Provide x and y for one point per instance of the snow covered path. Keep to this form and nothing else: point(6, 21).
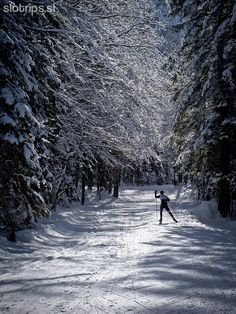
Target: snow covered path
point(114, 258)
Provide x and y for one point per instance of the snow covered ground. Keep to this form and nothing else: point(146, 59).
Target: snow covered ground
point(111, 256)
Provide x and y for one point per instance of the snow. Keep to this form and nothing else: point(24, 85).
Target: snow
point(111, 256)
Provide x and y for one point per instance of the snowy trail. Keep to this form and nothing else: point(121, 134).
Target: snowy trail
point(114, 258)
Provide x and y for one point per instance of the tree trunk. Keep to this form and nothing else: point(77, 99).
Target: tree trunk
point(224, 200)
point(116, 183)
point(82, 188)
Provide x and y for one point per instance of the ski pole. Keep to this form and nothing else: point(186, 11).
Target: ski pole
point(156, 208)
point(174, 212)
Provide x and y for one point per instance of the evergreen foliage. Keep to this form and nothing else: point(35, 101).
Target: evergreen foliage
point(81, 97)
point(204, 129)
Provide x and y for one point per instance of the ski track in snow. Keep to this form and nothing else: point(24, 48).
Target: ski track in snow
point(113, 257)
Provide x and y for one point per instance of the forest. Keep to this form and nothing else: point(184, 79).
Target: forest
point(96, 94)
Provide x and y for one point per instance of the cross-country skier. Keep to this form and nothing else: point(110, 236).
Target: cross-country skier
point(164, 204)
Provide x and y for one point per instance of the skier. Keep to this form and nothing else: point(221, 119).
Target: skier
point(164, 204)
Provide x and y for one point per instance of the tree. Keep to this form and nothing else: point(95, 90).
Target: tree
point(204, 130)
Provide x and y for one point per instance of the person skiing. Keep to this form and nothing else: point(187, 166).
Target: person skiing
point(164, 204)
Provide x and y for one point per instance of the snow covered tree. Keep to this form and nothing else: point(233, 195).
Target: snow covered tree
point(81, 100)
point(204, 130)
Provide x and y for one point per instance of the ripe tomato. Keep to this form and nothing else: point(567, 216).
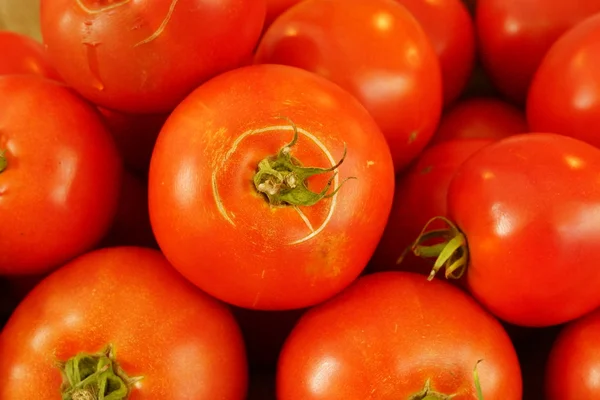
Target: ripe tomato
point(178, 342)
point(60, 175)
point(514, 36)
point(480, 118)
point(230, 210)
point(420, 195)
point(573, 363)
point(449, 27)
point(527, 221)
point(23, 55)
point(393, 335)
point(146, 56)
point(565, 93)
point(378, 52)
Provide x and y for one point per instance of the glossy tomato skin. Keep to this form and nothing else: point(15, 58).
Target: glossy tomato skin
point(450, 29)
point(421, 194)
point(377, 51)
point(389, 333)
point(480, 118)
point(514, 36)
point(59, 191)
point(222, 234)
point(184, 343)
point(573, 362)
point(565, 93)
point(24, 55)
point(146, 56)
point(528, 207)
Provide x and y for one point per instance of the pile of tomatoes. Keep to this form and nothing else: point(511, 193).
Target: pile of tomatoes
point(301, 200)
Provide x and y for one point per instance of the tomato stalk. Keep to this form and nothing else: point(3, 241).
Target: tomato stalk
point(282, 178)
point(450, 250)
point(95, 377)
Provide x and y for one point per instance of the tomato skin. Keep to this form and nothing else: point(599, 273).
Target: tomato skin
point(421, 194)
point(146, 56)
point(450, 28)
point(26, 56)
point(528, 207)
point(184, 343)
point(59, 192)
point(387, 334)
point(388, 66)
point(480, 118)
point(514, 36)
point(247, 252)
point(565, 93)
point(571, 369)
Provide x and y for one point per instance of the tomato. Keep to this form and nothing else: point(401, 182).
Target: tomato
point(525, 211)
point(235, 205)
point(393, 335)
point(135, 136)
point(420, 195)
point(60, 175)
point(481, 118)
point(514, 36)
point(25, 56)
point(450, 29)
point(565, 93)
point(174, 341)
point(374, 49)
point(146, 56)
point(572, 367)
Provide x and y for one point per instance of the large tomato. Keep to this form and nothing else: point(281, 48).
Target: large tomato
point(23, 55)
point(565, 93)
point(60, 175)
point(146, 56)
point(524, 214)
point(480, 118)
point(237, 181)
point(449, 27)
point(514, 36)
point(573, 363)
point(123, 317)
point(393, 335)
point(377, 51)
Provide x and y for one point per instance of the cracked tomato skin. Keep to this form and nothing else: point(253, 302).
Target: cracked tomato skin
point(377, 51)
point(185, 344)
point(146, 56)
point(222, 234)
point(60, 189)
point(528, 206)
point(390, 332)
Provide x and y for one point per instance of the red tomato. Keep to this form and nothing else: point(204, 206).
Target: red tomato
point(449, 27)
point(480, 118)
point(227, 200)
point(565, 93)
point(514, 36)
point(393, 335)
point(178, 342)
point(420, 195)
point(378, 52)
point(573, 363)
point(23, 55)
point(135, 136)
point(526, 212)
point(60, 175)
point(146, 56)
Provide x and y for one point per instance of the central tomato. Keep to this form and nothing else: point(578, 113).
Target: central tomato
point(243, 185)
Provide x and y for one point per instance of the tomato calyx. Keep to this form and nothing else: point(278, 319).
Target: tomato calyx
point(282, 178)
point(95, 377)
point(450, 249)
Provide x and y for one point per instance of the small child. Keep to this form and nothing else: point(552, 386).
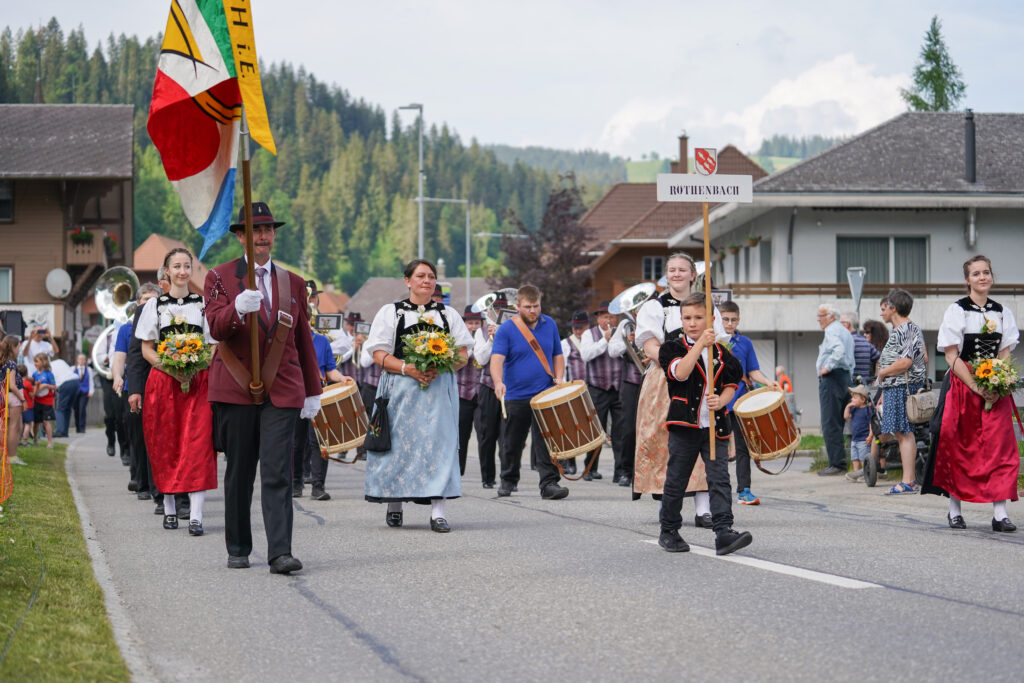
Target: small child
point(45, 390)
point(859, 415)
point(28, 414)
point(688, 422)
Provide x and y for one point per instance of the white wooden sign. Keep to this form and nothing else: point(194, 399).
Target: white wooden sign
point(712, 188)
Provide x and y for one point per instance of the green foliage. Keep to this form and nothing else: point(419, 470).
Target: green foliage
point(937, 82)
point(344, 177)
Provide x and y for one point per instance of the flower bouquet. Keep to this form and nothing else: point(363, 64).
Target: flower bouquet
point(430, 349)
point(182, 355)
point(996, 375)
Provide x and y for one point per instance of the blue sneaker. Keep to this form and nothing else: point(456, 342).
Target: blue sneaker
point(747, 498)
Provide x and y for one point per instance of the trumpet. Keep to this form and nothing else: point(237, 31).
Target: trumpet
point(625, 304)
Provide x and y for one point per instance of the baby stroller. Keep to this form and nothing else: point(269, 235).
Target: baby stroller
point(889, 447)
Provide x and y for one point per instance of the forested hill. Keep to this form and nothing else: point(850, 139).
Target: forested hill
point(344, 176)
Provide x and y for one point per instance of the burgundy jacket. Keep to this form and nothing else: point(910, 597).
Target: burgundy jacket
point(298, 375)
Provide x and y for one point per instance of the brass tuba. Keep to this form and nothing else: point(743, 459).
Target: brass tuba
point(625, 304)
point(115, 299)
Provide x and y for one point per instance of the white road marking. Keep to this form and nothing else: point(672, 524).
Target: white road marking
point(800, 572)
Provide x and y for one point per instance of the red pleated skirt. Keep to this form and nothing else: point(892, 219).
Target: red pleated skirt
point(977, 459)
point(178, 430)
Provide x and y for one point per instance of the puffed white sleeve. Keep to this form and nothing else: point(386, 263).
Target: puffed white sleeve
point(952, 328)
point(147, 328)
point(650, 323)
point(481, 346)
point(1011, 334)
point(463, 337)
point(382, 330)
point(616, 345)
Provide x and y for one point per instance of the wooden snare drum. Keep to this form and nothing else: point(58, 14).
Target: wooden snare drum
point(568, 420)
point(767, 425)
point(341, 423)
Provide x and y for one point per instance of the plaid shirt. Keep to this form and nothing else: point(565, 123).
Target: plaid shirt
point(604, 372)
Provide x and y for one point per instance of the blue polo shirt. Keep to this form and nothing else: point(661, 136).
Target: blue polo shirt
point(524, 376)
point(325, 358)
point(742, 348)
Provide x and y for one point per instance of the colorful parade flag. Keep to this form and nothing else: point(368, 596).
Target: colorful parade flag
point(198, 94)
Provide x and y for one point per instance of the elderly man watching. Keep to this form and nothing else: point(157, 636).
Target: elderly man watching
point(834, 367)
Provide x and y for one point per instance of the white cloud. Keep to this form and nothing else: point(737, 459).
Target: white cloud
point(840, 96)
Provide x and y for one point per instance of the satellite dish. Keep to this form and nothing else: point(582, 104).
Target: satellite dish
point(57, 283)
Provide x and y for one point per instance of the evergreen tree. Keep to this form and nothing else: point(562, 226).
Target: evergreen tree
point(937, 82)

§ **GIVEN INSTRUCTION**: Reproduce the material above word for word, from the line containing "else: point(281, 48)." to the line containing "point(390, 332)", including both of those lines.

§ **RESPONSE TO THIS TASK**:
Provide x and y for one point per instance of the large tomato. Keep to this form and nothing else: point(281, 48).
Target: large tomato
point(23, 55)
point(565, 93)
point(60, 175)
point(146, 56)
point(524, 214)
point(480, 118)
point(237, 181)
point(449, 27)
point(514, 36)
point(573, 363)
point(123, 317)
point(393, 335)
point(377, 51)
Provide x and y for one point per instance of the cracked tomato skin. Keep to this form and nothing else: point(253, 302).
Target: cracked tomato skin
point(377, 51)
point(185, 344)
point(146, 56)
point(222, 234)
point(60, 189)
point(528, 206)
point(390, 332)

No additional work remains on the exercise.